=== Provided information ===
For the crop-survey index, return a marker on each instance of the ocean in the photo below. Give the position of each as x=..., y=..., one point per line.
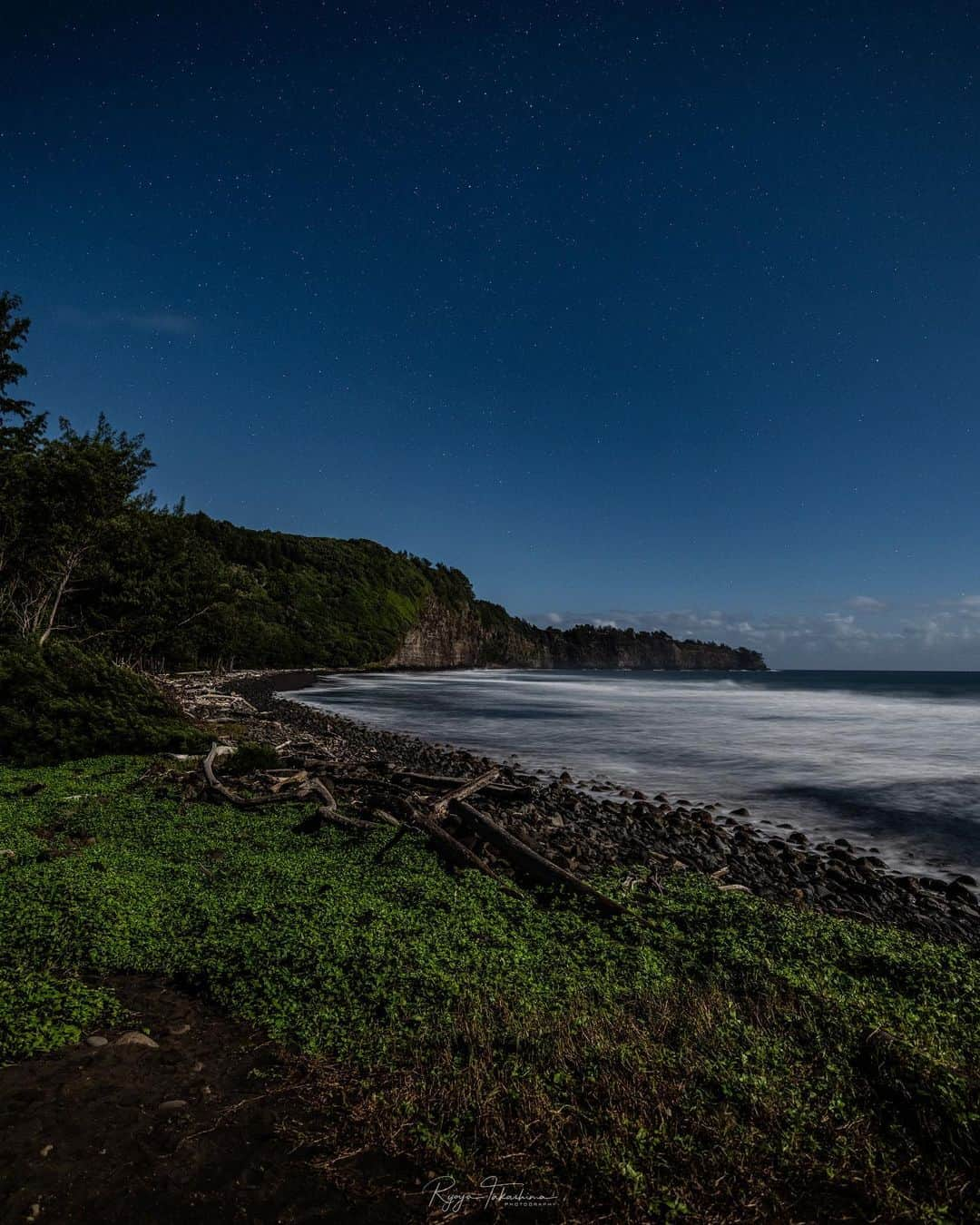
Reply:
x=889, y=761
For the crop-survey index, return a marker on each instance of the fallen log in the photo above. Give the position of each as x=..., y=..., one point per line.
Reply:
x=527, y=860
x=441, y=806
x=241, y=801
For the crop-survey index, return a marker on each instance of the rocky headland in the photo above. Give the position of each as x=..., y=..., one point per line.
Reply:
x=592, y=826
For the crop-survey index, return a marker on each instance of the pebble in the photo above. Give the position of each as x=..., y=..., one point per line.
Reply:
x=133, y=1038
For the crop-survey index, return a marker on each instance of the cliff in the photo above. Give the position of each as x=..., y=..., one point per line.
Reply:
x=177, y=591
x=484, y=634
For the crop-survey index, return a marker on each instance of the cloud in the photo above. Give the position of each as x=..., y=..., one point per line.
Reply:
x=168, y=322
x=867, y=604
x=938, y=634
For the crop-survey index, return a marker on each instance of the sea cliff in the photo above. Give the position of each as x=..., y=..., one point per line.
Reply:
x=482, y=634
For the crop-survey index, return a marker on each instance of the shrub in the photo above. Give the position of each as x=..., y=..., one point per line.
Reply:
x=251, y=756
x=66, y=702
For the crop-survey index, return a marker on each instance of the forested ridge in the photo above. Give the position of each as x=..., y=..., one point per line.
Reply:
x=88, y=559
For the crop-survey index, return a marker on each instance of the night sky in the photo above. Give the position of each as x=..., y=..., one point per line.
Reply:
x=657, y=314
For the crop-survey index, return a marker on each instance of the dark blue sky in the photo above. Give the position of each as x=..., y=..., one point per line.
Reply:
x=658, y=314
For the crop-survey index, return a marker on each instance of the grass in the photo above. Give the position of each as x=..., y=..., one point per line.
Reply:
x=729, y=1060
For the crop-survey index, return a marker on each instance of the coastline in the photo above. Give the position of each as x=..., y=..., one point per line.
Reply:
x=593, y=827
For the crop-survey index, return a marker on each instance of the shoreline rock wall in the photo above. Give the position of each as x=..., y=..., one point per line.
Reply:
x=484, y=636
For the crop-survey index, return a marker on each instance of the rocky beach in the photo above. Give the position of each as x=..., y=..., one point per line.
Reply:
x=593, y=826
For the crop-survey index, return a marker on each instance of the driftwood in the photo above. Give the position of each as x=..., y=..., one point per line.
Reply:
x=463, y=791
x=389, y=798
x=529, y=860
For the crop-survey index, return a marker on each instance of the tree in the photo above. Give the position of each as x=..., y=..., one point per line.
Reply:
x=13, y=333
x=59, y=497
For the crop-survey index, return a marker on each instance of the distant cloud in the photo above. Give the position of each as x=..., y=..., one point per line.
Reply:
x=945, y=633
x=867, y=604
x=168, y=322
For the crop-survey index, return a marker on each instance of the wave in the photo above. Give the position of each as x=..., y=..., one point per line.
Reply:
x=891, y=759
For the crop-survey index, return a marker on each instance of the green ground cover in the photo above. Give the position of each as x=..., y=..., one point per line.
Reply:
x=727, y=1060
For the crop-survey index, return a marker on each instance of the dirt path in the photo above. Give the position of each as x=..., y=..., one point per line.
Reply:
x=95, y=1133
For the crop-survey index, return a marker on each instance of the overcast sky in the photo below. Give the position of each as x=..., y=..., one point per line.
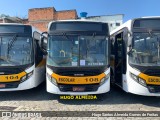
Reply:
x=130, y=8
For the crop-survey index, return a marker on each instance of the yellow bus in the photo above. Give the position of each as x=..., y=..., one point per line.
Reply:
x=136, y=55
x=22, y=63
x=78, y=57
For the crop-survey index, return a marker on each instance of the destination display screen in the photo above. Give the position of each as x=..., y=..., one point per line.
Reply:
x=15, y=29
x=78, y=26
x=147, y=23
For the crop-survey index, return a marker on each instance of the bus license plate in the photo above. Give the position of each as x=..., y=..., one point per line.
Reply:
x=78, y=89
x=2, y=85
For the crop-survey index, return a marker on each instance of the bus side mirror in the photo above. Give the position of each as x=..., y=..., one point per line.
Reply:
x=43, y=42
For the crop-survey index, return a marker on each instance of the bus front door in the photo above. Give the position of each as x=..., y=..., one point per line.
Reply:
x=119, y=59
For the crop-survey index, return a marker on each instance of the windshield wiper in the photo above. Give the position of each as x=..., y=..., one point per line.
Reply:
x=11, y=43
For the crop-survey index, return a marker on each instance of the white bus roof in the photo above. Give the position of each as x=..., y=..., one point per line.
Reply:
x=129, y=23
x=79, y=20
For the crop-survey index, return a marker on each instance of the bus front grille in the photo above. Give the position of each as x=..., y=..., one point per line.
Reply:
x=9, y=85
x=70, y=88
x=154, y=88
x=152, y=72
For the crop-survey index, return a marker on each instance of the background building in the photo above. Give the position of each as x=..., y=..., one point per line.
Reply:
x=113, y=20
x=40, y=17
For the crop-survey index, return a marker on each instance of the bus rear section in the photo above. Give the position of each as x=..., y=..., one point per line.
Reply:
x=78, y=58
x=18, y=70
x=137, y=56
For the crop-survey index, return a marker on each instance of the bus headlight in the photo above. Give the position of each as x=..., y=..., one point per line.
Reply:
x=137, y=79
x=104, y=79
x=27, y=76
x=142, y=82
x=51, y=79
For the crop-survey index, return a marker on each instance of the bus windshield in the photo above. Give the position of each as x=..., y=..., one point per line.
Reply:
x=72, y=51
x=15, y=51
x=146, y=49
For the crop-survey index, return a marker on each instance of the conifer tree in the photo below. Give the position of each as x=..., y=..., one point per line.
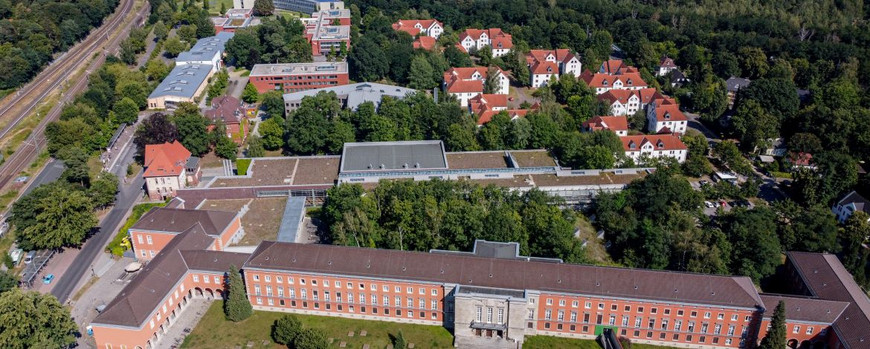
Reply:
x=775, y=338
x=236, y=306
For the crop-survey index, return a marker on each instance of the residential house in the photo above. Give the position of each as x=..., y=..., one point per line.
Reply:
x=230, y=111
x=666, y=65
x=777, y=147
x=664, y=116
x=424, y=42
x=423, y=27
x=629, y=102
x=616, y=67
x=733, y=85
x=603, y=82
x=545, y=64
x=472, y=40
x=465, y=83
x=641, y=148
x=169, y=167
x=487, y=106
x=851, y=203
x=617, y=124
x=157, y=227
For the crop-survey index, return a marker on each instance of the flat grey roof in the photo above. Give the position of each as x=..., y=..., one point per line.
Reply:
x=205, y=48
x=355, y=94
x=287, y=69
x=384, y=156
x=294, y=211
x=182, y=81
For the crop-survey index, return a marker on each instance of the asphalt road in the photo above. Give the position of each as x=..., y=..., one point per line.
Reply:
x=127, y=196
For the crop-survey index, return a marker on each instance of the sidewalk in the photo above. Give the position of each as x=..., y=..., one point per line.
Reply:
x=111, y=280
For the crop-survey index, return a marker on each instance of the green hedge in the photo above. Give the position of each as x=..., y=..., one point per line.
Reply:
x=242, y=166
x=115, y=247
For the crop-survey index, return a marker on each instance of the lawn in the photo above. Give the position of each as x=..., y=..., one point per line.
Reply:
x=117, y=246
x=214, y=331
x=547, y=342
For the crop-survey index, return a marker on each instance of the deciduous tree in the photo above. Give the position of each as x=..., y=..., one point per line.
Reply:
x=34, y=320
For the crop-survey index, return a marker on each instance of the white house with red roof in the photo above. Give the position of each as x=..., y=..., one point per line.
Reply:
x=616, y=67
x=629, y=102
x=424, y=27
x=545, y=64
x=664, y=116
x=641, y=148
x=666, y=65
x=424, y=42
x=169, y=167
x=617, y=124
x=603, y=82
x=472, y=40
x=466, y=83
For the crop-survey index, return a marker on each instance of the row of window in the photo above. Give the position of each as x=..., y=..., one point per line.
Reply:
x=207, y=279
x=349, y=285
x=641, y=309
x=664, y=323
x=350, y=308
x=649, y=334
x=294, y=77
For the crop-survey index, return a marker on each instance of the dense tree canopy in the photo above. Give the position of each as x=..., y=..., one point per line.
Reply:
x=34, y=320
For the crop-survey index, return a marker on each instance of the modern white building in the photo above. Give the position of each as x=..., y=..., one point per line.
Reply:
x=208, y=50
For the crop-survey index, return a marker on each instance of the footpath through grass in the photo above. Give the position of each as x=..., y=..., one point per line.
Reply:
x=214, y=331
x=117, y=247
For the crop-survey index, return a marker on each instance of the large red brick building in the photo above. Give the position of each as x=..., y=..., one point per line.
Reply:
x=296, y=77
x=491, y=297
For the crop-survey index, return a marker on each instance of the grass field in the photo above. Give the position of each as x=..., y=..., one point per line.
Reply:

=== Task statement ===
Give only the number of lines in the material above that include the word "cliff".

=== Answer to this exercise ===
2